[Point annotation records]
━━━━━━━━
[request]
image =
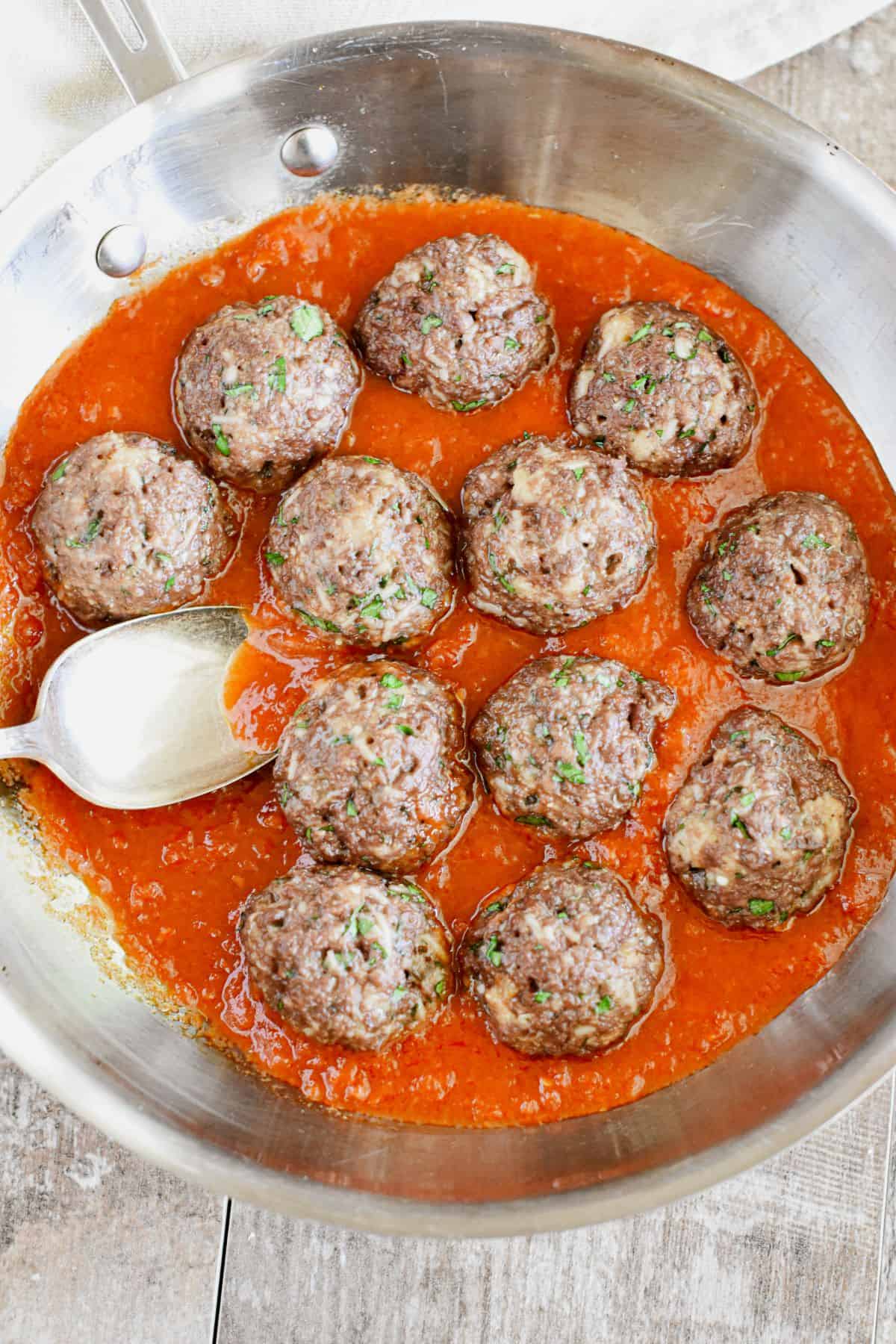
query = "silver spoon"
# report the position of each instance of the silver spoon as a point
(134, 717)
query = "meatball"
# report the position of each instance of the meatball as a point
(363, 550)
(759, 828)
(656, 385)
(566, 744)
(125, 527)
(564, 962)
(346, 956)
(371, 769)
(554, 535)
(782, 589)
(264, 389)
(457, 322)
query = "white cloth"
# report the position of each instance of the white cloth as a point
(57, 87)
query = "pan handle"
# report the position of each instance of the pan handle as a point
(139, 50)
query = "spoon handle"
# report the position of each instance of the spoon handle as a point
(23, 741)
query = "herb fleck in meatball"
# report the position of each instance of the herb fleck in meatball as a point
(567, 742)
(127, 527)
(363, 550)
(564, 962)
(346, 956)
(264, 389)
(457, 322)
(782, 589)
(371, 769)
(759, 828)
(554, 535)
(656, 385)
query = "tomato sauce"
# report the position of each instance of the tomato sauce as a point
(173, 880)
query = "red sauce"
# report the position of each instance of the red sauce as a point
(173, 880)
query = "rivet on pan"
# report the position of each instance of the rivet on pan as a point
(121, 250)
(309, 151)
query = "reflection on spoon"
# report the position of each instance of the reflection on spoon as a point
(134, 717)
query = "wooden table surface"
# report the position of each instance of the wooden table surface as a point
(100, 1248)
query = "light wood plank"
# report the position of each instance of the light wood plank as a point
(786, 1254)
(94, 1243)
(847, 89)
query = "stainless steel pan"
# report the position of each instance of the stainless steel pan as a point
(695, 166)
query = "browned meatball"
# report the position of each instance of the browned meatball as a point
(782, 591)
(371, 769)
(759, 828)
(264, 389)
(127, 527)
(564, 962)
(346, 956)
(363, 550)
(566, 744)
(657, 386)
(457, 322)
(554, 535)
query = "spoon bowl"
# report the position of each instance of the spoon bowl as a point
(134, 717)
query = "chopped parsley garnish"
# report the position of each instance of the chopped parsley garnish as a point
━━━━━━━━
What is needed | Pull out each line above that contains the string "table". Letter case matters.

Exercise solution |
query = "wooden table surface"
# report the position of each instance of the wooden table surface as a point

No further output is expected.